> **Условие задания**:
Перепишите дословно часть текста о побеге Маклина и Берджесса от слов «В конце концов, после» до слов «твердым и окончательным.».

> **Исходный текст**:
━━━━

В конце концов, после побега Маклина и Берджесса в Москву его положение казалось даже более серьезным, чем все неприятности в Бейруте. Отъезд Гая Берджесса, который должен был лишь предупредить Маклина о нависшей над ним опасности, не предусматривался Кимом и был для него полной неожиданностью. Импульсивное решение его экстравагантного друга поставило под прямой удар Кима, дружеские связи которого с Берджессом были широко известны. Тогда Центр предоставил самому Киму решать вопрос: воспользоваться ли ему заранее разработанным планом выезда в Москву. После длительного размышления Ким пришел к выводу, что пока у СИС нет прямых доказательств его причастности к делу Маклина – Берджесса, он должен оставаться на своем месте и продолжать работу. Он полностью сознавал, какие испытания и трудности ждут его впереди, и тем не менее его решение было твердым и окончательным.
Двенадцать лет, прошедшие после этих событий, показали, что расчеты Кима были обоснованными. Американцы, правда, отказались тогда от его услуг офицера связи английской разведки в Вашингтоне. Ему пришлось пройти через допросы, давать показания в различных комиссиях и показном суде, пережить томительные месяцы бездействия и ожиданий. Но главная цель, ради которой он шел на все это, – сохранить работу в СИС – все же была достигнута, хотя скандал с побегом Маклина и Берджесса, безусловно, лишил его тех блестящих возможностей, которыми он располагал как ответственный сотрудник «Сикрет интеллидженс сервис».

━━━━

> **Записи для определения местоположения**:
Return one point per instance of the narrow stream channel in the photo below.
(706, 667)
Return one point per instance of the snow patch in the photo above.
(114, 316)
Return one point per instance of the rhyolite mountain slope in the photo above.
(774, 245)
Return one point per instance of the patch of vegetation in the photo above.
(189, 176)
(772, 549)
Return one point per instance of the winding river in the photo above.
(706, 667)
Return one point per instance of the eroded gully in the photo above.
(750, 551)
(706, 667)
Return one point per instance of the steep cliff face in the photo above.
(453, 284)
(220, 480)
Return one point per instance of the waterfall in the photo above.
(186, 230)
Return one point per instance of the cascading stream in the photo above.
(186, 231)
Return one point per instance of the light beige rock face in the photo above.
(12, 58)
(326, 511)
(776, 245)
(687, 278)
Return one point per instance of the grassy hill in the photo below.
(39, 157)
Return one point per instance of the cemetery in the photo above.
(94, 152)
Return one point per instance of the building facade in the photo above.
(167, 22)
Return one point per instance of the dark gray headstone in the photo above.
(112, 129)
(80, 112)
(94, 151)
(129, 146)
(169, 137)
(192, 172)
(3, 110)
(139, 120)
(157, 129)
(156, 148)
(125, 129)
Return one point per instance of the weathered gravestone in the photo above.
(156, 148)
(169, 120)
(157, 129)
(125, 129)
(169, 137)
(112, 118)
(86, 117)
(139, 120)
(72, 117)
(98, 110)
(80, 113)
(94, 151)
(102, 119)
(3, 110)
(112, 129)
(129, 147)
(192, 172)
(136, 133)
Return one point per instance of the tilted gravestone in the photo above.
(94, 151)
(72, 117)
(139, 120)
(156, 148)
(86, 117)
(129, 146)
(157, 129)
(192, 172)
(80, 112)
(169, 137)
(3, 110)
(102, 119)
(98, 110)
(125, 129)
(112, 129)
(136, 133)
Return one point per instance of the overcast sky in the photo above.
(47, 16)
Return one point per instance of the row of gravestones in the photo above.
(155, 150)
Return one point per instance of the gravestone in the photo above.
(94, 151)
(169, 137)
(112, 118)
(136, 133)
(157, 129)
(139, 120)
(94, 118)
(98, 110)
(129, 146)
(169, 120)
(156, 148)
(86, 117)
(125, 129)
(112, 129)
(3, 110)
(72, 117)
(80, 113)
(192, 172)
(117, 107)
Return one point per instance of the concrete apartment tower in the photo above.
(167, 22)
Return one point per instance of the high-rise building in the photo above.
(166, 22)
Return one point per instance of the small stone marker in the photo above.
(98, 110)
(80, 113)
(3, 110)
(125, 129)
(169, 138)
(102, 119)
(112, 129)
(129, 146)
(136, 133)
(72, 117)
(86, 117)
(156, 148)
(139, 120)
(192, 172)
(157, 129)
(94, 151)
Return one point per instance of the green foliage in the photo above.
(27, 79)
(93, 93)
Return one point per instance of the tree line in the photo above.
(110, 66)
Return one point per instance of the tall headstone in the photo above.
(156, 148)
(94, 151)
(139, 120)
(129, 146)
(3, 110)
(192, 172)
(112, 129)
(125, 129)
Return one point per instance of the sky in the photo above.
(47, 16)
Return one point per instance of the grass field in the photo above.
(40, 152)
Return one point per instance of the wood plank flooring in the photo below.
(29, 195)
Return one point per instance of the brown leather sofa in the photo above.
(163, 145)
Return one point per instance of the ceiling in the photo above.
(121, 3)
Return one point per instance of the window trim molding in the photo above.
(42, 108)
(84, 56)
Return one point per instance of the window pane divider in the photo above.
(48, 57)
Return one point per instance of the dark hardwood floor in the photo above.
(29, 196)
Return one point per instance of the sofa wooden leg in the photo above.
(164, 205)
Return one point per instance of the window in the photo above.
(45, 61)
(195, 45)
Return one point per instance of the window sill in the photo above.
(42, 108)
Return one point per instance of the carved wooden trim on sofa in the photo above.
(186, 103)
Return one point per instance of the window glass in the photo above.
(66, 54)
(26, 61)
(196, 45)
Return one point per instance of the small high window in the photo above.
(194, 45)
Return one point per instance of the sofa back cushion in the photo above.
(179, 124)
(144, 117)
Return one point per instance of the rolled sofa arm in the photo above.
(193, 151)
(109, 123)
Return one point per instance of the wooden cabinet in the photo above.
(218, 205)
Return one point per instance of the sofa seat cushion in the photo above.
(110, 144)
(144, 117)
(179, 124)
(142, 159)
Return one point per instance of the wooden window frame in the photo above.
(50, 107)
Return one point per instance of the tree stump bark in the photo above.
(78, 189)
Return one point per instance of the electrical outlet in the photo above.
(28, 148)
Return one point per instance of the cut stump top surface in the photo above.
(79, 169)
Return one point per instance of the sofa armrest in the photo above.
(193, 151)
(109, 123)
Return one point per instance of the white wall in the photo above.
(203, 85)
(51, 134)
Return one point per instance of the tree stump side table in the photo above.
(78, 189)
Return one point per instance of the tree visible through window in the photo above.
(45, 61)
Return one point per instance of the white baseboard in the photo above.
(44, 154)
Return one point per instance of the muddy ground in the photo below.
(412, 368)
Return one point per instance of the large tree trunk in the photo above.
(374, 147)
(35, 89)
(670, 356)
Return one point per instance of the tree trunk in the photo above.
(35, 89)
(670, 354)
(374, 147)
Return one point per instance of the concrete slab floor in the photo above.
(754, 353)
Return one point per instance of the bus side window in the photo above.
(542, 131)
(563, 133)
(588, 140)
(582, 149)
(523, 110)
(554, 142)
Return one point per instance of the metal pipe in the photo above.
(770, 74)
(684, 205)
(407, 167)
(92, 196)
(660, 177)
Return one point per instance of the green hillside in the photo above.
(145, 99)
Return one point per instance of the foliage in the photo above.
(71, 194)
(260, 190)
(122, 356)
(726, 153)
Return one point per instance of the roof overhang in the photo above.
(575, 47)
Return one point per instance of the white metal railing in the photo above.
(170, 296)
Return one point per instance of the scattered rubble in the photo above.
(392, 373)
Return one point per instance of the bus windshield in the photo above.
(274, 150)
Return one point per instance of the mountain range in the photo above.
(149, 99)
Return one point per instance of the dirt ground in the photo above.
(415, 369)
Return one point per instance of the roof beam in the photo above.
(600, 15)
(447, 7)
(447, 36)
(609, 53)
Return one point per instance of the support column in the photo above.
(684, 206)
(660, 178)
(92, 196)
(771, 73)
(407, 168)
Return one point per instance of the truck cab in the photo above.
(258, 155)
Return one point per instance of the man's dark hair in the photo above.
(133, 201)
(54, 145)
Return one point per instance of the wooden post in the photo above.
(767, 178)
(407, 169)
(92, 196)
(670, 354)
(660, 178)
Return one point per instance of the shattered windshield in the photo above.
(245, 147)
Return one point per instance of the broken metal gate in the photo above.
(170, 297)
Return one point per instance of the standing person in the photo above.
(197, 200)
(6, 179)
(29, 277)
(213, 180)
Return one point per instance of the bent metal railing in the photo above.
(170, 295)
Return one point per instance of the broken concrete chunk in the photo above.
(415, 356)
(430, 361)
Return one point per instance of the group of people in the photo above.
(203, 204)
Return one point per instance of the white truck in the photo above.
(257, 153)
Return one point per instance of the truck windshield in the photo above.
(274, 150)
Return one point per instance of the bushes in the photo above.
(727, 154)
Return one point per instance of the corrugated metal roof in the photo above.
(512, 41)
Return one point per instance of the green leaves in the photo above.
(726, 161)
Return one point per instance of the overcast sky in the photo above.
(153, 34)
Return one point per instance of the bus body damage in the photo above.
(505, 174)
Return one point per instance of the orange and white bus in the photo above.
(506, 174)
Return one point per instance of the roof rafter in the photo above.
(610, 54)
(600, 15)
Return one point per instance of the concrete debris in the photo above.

━━━━

> **Решение**:
В конце концов, после побега Маклина и Берджесса в Москву его положение казалось даже более серьезным, чем все неприятности в Бейруте. Отъезд Гая Берджесса, который должен был лишь предупредить Маклина о нависшей над ним опасности, не предусматривался Кимом и был для него полной неожиданностью. Импульсивное решение его экстравагантного друга поставило под прямой удар Кима, дружеские связи которого с Берджессом были широко известны. Тогда Центр предоставил самому Киму решать вопрос: воспользоваться ли ему заранее разработанным планом выезда в Москву. После длительного размышления Ким пришел к выводу, что пока у СИС нет прямых доказательств его причастности к делу Маклина – Берджесса, он должен оставаться на своем месте и продолжать работу. Он полностью сознавал, какие испытания и трудности ждут его впереди, и тем не менее его решение было твердым и окончательным.